**Requirements:** Write out the entries below word for word, covering only the stretch from the line that contains "Roster-mapping task: tag the hill in" through the end of the entries, with both ends included.

**Data shown:**
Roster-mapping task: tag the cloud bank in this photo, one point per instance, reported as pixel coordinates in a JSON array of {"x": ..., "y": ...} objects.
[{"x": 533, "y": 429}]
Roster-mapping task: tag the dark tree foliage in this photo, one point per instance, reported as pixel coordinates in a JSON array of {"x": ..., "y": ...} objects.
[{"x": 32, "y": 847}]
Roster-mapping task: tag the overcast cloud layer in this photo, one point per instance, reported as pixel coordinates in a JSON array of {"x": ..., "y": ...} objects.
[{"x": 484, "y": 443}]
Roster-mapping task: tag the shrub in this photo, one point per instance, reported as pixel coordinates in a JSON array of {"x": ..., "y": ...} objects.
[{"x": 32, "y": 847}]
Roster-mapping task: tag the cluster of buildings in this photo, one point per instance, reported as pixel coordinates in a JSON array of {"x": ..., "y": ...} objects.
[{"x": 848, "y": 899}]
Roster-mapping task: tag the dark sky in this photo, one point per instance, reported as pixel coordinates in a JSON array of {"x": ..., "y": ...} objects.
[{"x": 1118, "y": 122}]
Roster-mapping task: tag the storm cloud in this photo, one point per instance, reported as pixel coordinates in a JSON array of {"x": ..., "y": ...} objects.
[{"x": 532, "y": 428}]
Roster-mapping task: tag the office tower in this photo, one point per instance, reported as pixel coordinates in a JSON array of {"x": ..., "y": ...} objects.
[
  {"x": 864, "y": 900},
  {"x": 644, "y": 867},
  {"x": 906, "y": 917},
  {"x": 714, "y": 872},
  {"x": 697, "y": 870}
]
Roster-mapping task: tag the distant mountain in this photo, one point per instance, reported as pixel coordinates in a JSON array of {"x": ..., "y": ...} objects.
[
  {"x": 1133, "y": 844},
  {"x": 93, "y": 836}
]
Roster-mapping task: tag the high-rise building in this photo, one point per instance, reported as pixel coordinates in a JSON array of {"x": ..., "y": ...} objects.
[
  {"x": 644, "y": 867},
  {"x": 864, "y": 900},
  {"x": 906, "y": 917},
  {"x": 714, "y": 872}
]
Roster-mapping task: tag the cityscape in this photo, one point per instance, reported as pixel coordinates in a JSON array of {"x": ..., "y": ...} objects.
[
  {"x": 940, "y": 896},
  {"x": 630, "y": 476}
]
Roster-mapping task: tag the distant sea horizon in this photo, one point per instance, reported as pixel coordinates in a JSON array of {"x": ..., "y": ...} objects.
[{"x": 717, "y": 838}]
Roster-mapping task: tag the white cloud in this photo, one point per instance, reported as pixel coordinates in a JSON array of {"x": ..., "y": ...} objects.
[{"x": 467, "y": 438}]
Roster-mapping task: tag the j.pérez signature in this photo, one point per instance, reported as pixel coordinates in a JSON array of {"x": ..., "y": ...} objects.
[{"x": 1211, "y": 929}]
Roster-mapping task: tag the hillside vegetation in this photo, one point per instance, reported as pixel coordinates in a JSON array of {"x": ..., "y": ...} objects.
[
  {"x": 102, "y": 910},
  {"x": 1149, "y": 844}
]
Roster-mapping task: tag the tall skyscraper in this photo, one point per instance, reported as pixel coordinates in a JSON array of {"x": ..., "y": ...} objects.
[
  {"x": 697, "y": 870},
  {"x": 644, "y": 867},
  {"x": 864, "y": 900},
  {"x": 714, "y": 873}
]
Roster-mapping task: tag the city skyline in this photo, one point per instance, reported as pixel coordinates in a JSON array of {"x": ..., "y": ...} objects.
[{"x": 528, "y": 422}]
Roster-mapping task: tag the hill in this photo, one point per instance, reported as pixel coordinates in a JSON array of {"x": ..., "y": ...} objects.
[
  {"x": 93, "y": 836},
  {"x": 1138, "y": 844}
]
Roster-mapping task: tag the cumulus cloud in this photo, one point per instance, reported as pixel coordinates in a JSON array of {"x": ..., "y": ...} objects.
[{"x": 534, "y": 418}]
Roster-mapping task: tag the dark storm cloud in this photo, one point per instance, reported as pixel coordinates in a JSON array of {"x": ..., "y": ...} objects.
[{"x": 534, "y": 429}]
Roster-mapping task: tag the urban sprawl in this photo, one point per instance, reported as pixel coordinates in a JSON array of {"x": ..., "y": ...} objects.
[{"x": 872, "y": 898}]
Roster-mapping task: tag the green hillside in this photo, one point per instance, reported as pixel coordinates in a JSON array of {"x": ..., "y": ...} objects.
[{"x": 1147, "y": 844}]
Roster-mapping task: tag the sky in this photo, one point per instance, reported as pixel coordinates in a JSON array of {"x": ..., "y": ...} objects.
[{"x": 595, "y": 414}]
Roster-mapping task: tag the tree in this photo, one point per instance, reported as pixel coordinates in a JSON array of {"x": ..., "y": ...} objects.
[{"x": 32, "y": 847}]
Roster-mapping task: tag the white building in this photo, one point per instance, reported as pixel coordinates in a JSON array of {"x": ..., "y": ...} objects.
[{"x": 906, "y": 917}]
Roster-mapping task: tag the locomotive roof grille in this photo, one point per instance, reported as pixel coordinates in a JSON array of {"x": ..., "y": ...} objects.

**Answer:**
Roster-mapping task: tag the hill in this photo, one point per instance, reported as pixel coordinates in a JSON array of {"x": ..., "y": ...} objects.
[
  {"x": 93, "y": 836},
  {"x": 1138, "y": 844}
]
Roster-mapping task: tag the cumulus cloud in this photo, one point per instance, reported as pixel coordinates in a JSON array of {"x": ..., "y": ...} objects.
[{"x": 534, "y": 418}]
Roster-mapping task: tag the dark storm cloud in this photo, one point per instance, reported as pixel coordinates in a JSON array of {"x": ..., "y": ...} objects.
[{"x": 534, "y": 429}]
Roster-mapping task: tag the urban sprawl in this photo, one point per instance, reported as pixel coordinates in a JSON array of {"x": ..., "y": ...} objects.
[{"x": 872, "y": 898}]
Roster-mapping task: tag the green hillside in this photo, one point per instance, reported as pixel coordinates in a JSON array of {"x": ..., "y": ...} objects.
[{"x": 1147, "y": 844}]
Roster-mapping task: tag the sky in this photo, one point per instance, reported as pixel coordinates in a JSON array of {"x": ..., "y": ...} objects.
[{"x": 595, "y": 414}]
Roster-mapping task: tag the tree in this photo, one point per instance, reported as pixel coordinates in a JSON array of {"x": ..., "y": ...} objects.
[{"x": 32, "y": 847}]
Roster-mapping task: tag the white building in this photo, one point per instance, reported as pixel coordinates in a JSON array of {"x": ..., "y": ...} objects.
[{"x": 906, "y": 917}]
Roster-mapping task: tag the locomotive roof grille in this photo, one point per instance, reported as pixel coordinates in a JSON array of {"x": ..., "y": ...} objects.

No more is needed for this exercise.